- [EXTRACTED INFORMATION]
╔══

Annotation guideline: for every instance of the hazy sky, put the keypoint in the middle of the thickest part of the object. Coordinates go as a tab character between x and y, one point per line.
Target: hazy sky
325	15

╚══
╔══

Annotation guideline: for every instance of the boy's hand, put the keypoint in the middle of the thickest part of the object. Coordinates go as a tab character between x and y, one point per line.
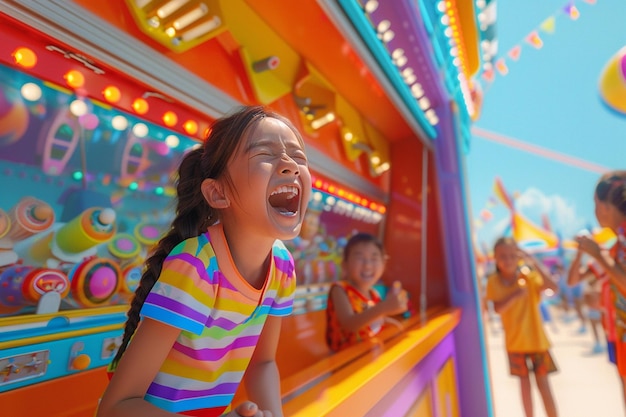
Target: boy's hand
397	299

╚══
╔══

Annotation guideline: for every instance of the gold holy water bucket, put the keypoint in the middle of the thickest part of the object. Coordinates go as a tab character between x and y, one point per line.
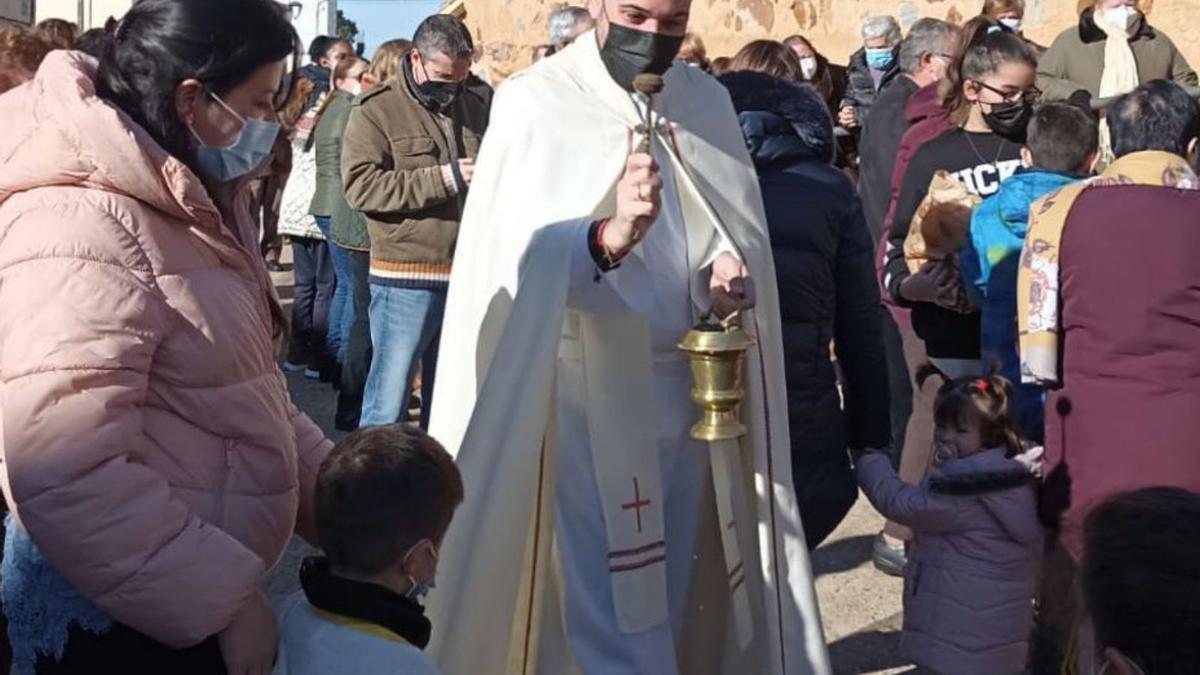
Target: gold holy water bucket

╚══

- [YOUR GOAL]
For the data above, state only how many lines include the word "guideline".

- [EXPECTED ANSWER]
3